[begin Material supplied]
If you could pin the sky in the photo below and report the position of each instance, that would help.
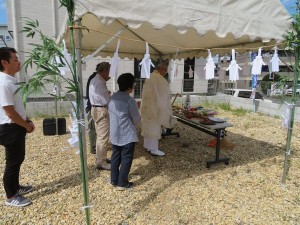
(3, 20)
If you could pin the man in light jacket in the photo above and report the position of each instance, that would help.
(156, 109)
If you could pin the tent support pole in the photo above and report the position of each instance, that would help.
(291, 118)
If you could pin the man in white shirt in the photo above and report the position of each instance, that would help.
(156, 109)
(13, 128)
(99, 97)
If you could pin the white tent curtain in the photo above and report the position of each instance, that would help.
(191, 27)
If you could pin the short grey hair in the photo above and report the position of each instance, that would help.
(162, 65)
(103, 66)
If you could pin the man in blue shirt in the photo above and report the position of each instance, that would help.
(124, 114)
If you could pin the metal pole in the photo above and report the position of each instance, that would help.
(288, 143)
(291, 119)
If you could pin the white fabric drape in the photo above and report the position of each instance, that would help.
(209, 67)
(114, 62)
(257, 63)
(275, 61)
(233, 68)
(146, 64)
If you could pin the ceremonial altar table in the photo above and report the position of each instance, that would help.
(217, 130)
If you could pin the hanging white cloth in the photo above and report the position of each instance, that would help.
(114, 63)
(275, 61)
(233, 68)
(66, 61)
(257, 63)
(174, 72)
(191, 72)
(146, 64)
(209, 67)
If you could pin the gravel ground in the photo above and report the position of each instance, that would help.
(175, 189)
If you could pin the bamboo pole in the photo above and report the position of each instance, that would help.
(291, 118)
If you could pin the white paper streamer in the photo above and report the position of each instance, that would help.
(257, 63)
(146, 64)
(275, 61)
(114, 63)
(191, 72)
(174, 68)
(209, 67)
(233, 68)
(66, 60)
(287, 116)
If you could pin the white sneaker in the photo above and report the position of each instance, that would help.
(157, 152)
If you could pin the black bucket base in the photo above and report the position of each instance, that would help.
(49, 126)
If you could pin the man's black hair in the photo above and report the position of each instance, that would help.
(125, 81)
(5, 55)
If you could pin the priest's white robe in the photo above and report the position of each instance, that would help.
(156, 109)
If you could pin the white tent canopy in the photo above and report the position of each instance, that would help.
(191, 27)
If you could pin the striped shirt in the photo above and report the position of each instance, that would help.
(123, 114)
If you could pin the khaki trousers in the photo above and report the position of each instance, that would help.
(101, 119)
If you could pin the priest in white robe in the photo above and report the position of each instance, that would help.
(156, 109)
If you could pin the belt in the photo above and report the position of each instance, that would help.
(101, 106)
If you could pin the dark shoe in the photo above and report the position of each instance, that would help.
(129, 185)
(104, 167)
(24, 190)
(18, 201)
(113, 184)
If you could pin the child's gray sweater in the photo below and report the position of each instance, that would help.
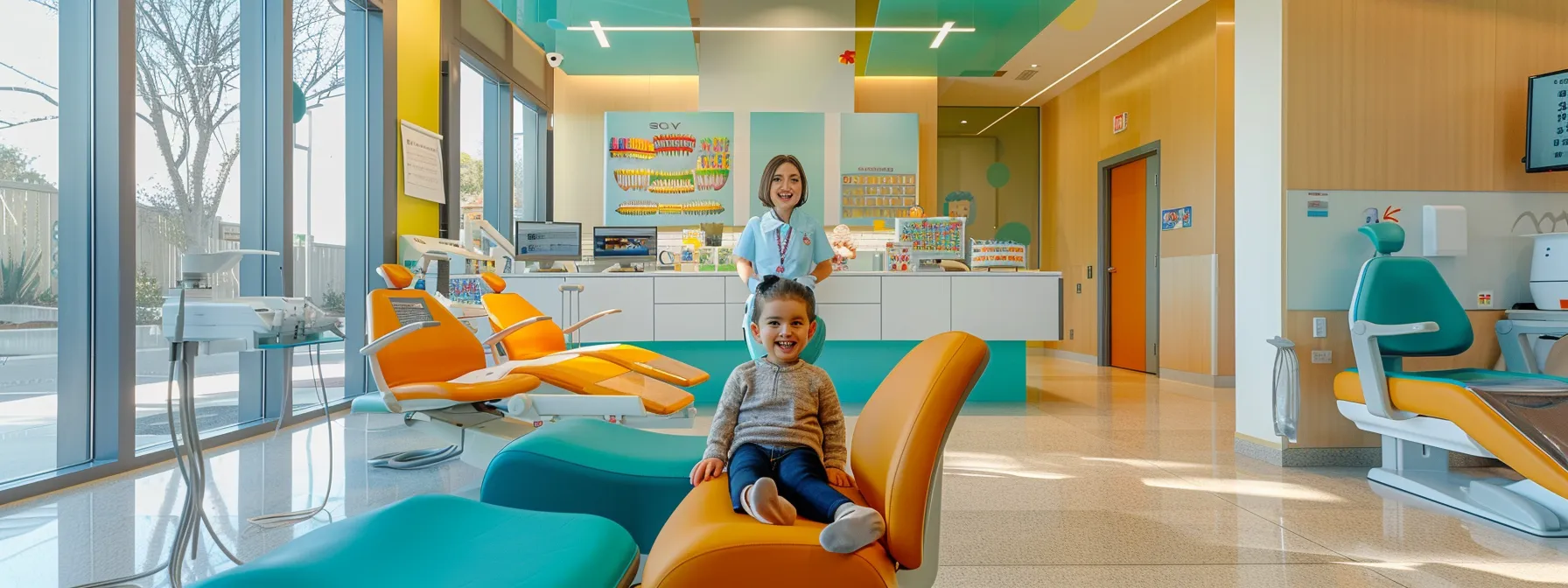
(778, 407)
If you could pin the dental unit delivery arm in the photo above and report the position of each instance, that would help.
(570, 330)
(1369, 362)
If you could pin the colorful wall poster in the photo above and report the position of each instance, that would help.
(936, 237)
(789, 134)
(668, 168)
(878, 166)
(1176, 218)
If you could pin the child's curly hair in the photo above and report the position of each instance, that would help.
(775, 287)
[end Material supplied]
### The task
Return the material verbatim, starting with the line that contains "If you could pin the child's gray" and going on through the final line of the material, both ends included. Omit the pictures from your output.

### Complete answer
If you could pin the child's gray sweater in the photo below and report the position of each instance, that would help.
(778, 407)
If you could pin the dental unit delivery arm in the photo above and report the position of each instance, that would help.
(570, 330)
(1369, 362)
If you could pin the colorful wall poster in the photo above and report the position of each instance, that would help.
(936, 237)
(789, 134)
(668, 168)
(878, 166)
(1176, 218)
If you could pin the child's curly hair in the photo above and report the position of each instance, that would help.
(775, 287)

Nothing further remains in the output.